* **What you need to do**:
Print all the records exactly, please.

Labeled-object pointing entries:
== == ==

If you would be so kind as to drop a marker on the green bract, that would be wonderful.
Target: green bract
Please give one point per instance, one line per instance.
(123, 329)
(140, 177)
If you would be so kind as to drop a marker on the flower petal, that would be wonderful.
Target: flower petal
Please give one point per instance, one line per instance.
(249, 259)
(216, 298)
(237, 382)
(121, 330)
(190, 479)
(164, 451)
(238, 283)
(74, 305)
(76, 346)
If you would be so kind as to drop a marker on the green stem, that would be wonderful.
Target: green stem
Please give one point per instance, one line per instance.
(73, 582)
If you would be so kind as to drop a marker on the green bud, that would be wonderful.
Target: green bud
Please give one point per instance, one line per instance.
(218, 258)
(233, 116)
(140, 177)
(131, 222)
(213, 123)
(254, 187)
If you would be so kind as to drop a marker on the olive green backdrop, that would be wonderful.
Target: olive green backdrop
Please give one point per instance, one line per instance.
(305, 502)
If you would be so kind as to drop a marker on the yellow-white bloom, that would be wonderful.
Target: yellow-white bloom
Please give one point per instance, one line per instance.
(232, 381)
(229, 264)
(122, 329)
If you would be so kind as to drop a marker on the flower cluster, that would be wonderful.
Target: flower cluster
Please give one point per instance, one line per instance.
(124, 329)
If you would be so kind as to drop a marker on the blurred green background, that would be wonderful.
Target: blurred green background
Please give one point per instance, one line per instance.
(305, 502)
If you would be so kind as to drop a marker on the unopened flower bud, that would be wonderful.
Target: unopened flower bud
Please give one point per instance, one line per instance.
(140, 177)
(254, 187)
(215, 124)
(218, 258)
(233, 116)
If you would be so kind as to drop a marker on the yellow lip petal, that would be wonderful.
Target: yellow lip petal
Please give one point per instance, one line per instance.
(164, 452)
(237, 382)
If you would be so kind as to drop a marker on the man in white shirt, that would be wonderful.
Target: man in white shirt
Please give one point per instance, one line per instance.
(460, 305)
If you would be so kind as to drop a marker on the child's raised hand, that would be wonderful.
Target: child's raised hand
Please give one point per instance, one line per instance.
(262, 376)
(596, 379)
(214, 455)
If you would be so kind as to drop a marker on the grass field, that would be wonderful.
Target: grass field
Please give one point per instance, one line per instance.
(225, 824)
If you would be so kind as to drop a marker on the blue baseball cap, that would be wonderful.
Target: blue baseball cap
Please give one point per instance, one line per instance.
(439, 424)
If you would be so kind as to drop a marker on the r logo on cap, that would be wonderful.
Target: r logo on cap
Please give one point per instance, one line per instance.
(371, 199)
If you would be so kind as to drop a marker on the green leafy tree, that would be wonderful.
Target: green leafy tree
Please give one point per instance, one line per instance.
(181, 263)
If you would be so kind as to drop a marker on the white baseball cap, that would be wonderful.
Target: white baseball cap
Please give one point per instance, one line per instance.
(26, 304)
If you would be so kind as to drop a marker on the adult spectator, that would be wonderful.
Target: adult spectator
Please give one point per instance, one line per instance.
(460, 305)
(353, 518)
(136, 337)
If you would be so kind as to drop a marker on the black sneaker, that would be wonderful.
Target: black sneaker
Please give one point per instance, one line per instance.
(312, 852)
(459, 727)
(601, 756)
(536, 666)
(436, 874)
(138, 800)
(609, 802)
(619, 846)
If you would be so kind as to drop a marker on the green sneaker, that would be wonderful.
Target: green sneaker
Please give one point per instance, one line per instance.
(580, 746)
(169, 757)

== == ==

* **Problem solution**:
If you would be so kind as to drop a marker on the green bract, that would be wonderful.
Target: green bract
Please give one point per instance, one line per instance.
(123, 329)
(140, 177)
If you would be so kind as to drop a marker on the flower petal, that would be wonderful.
Target: flower petal
Please give one point per instance, one line per instance.
(249, 259)
(216, 298)
(237, 382)
(121, 330)
(190, 479)
(164, 451)
(238, 283)
(74, 305)
(76, 346)
If you would be so kind as to drop a marker on the green stem, that would be wonderful.
Target: green stem
Please give one point per instance, one line per instance.
(73, 582)
If you would be so kind as to drop a marker on the green bud, that would be wonderful.
Target: green bud
Please give one point per instance, one line per instance.
(218, 258)
(233, 116)
(140, 177)
(131, 222)
(213, 123)
(254, 187)
If you would be so kind as to drop a marker on the olive green backdrop, that would be wonderful.
Target: olive green backdrop
Please give one point per instance, one line per instance.
(305, 502)
If you would be so kind as to drop a marker on the yellow-white bloom, that would be wonderful.
Target: yellow-white bloom
Please give one point per instance, one line per instance.
(232, 381)
(229, 264)
(122, 329)
If you would be so kind as to drop a marker on the flower cluster, that would be wonderful.
Target: flower cluster
Please give one point per instance, one line per instance.
(124, 329)
If you would be so kind as to drop a marker on the blurred green background, that would be wonderful.
Target: blurred green background
Please give one point per instance, one line per instance.
(305, 502)
If you would be so kind as to drop a marker on the unopened flower bud, that would be wonderful.
Target: unopened flower bud
Please give one point per instance, one line per instance.
(140, 177)
(254, 187)
(215, 124)
(218, 258)
(233, 116)
If you would be so kind as to drop a marker on the yellow lip petal, that would be wonderful.
Target: yellow lip petal
Please give one point per instance, one line per instance.
(164, 452)
(237, 382)
If you would be so kind as to drop a marker on the man in white shirt, that would be wonderful.
Target: man in white shirt
Please give one point per instance, one line per instance.
(460, 305)
If you would be so kind as to drop a marker on the child's raised hand, that would be wonderful.
Target: child's raised hand
Please give one point per instance, one line per instance.
(262, 376)
(596, 379)
(214, 455)
If you would be so kind as to drop a marker on the grass field, that would be wonderful.
Target: grass field
Please give one point per instance, one line per instance.
(225, 824)
If you would be so kind as to drop a marker on the blue baseball cap, that would be wonderful.
Target: blue baseball cap
Please give one point per instance, one line per instance.
(439, 424)
If you would be so kind as to drop a marker on the r logo on cap, that would be wonderful.
Target: r logo on cap
Please give one point per instance, one line per instance.
(371, 199)
If you would be so kind as to drop a marker on the green leafy tree, that would be wonderful.
Target: green leafy tree
Please give one point per instance, one line per instance.
(181, 263)
If you would be so kind as to drop a marker on the white baseball cap, that would be wonderful.
Target: white baseball cap
Please give one point per instance, one line per instance.
(26, 304)
If you would be so kind as to drop a marker on the adult spectator, that would be wonderful.
Target: adult spectator
Please give one point per instance, one line per instance.
(460, 305)
(353, 518)
(136, 337)
If you would be so kind as to drop a marker on the black sneaker, that would be wonderful.
Target: black sneaker
Please give one point per instance, one line per instance.
(312, 852)
(459, 727)
(601, 756)
(536, 666)
(436, 874)
(138, 800)
(609, 802)
(619, 846)
If you would be so kind as to drop a marker on the green sneaker, that would be wonderful.
Target: green sneaker
Please give one point per instance, one line per instance.
(580, 746)
(169, 757)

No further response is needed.